# [Task inputs]
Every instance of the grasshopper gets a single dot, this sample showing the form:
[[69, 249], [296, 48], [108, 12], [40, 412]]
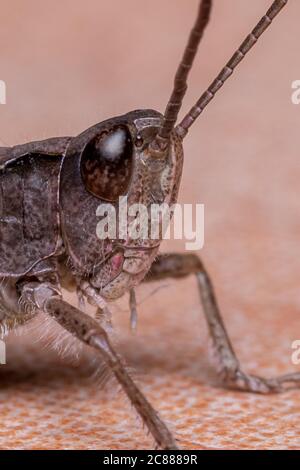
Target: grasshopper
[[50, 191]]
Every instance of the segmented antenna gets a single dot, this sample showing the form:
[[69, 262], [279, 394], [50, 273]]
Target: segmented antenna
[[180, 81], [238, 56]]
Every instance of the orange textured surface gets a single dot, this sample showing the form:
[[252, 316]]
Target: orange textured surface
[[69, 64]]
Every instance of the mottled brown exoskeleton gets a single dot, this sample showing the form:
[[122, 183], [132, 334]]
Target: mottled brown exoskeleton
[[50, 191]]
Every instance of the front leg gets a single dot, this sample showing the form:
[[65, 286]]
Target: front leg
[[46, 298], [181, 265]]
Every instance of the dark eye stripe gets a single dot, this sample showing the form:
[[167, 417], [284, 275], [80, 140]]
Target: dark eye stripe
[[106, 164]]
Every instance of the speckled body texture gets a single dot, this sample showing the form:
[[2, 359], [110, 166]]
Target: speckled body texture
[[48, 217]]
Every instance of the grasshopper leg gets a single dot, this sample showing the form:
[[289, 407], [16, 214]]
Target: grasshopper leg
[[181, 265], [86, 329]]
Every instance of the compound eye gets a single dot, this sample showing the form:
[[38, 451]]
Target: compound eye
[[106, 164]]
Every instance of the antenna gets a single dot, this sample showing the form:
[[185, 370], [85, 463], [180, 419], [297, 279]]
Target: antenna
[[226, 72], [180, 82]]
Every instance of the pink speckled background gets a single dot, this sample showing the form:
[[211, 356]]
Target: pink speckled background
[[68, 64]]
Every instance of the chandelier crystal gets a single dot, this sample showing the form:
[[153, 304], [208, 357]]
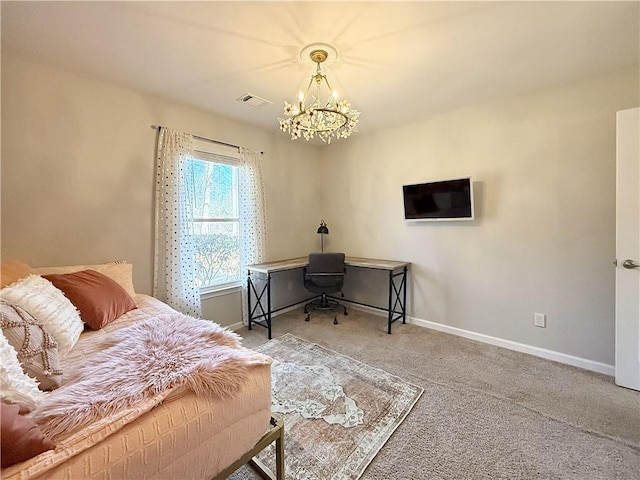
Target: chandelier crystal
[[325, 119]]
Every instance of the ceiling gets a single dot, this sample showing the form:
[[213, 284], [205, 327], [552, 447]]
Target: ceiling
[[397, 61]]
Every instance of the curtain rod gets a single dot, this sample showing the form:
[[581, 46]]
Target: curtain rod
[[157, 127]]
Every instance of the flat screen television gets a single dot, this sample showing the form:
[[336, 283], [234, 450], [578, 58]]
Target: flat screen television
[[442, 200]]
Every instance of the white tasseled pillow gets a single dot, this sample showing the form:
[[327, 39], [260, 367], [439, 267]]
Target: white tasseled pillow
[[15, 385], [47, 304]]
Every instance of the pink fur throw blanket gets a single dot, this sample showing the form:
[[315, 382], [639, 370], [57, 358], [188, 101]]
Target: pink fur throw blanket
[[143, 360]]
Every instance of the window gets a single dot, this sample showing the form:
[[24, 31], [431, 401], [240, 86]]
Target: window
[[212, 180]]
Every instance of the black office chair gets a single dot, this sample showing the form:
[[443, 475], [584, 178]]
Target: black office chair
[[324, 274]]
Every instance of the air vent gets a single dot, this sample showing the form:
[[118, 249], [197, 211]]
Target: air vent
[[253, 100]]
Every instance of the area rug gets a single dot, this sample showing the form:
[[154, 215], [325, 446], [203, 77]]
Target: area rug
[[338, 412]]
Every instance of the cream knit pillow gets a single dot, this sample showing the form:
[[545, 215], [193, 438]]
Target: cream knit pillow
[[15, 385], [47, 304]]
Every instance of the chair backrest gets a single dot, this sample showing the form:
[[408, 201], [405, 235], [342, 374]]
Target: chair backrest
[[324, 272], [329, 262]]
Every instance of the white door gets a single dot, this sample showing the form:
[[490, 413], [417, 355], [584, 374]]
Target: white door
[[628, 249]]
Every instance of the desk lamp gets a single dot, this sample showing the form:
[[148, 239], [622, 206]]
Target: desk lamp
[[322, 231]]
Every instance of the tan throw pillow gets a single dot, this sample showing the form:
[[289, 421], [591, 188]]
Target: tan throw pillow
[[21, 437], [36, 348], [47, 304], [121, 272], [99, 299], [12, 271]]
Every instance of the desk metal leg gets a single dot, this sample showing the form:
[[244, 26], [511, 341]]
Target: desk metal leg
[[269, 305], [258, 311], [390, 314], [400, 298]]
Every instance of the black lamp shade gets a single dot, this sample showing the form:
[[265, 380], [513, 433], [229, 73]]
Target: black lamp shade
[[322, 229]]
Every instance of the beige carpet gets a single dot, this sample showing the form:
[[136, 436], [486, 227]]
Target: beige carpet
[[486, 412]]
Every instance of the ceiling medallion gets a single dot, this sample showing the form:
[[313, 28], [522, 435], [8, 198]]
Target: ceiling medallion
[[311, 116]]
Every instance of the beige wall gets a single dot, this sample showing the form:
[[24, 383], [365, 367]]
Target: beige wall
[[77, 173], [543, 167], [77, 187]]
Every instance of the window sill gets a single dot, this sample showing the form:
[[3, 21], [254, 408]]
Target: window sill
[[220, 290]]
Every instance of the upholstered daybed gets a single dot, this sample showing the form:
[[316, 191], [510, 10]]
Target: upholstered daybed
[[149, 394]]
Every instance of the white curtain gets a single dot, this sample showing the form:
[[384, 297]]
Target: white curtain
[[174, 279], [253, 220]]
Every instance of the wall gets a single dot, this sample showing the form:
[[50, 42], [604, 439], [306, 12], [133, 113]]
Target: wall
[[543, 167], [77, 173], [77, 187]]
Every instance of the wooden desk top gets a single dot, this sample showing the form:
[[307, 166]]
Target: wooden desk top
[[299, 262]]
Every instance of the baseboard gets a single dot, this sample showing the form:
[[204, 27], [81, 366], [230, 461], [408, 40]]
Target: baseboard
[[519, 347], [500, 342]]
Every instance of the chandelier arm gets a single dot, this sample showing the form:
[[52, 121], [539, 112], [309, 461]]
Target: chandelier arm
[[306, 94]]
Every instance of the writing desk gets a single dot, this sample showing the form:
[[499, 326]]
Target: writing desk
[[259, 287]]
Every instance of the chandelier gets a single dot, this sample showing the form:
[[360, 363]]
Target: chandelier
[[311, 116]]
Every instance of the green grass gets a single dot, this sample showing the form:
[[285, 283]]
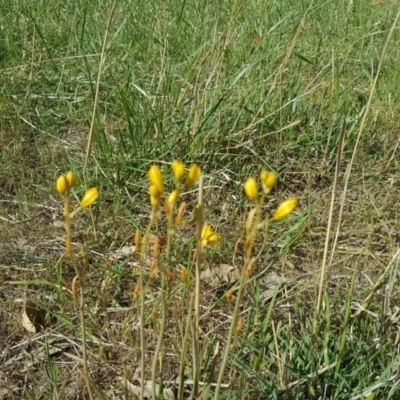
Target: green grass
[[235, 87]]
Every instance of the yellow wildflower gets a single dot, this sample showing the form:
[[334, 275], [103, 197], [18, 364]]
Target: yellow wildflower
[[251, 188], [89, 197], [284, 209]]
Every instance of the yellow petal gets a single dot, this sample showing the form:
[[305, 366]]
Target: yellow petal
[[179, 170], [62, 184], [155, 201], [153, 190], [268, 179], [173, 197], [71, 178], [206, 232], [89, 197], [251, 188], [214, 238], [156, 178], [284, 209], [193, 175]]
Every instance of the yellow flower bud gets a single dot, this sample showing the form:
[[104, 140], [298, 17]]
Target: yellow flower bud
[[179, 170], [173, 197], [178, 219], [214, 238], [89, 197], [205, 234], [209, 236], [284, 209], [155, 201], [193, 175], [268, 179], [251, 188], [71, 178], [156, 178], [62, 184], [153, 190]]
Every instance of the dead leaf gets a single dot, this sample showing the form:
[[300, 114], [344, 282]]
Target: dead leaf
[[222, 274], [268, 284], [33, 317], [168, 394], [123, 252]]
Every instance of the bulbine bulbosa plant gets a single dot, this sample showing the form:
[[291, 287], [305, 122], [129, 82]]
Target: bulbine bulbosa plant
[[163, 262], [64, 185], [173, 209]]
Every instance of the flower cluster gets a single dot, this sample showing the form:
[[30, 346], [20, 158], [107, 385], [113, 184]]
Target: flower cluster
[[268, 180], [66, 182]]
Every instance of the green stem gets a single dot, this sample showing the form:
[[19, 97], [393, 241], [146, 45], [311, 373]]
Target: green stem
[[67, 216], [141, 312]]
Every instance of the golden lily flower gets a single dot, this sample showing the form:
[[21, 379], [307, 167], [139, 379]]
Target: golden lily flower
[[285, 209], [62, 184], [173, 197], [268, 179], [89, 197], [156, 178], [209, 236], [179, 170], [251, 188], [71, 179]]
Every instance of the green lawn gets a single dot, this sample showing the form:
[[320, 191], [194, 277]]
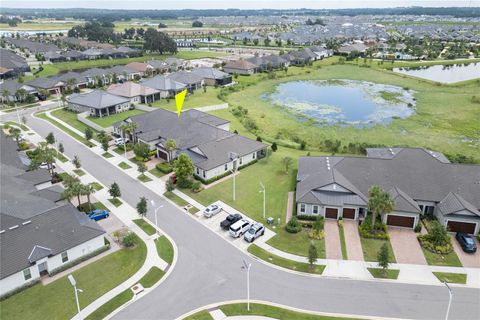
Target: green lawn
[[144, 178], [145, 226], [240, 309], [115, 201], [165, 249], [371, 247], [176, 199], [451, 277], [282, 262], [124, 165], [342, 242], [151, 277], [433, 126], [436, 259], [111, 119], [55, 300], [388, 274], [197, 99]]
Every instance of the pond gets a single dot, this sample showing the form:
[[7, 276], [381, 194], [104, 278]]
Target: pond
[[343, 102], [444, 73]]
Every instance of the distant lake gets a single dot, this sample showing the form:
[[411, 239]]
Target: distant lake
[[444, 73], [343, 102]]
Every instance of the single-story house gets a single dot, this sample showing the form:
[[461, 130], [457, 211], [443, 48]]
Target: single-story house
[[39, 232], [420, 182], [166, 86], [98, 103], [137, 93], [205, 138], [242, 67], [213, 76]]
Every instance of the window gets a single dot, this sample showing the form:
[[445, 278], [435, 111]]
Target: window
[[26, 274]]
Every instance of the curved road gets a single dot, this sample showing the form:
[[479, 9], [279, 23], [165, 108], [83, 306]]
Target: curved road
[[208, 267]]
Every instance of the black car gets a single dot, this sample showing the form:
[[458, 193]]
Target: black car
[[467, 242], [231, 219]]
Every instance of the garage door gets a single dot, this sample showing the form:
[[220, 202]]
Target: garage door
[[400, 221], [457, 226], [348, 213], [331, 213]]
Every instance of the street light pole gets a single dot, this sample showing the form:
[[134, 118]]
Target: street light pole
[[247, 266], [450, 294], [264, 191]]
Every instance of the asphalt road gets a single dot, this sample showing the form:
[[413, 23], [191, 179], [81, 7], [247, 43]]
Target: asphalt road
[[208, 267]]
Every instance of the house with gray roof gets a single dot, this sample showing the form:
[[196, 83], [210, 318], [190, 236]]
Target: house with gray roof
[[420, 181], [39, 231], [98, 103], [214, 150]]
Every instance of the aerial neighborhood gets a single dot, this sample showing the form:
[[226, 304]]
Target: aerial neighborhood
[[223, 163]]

# [Given exercise]
Copy out again, word for word, the lines above, from the line that contains "Every instance of the bulbine" through the line that contains "[[163, 262], [64, 185], [173, 209]]", both included.

# [Exercise solution]
Every instance of the bulbine bulbosa plant gets a single dot, this sample showing the form:
[[291, 287], [305, 122], [129, 82]]
Target: bulbine bulbosa plant
[[163, 262], [64, 185], [173, 209]]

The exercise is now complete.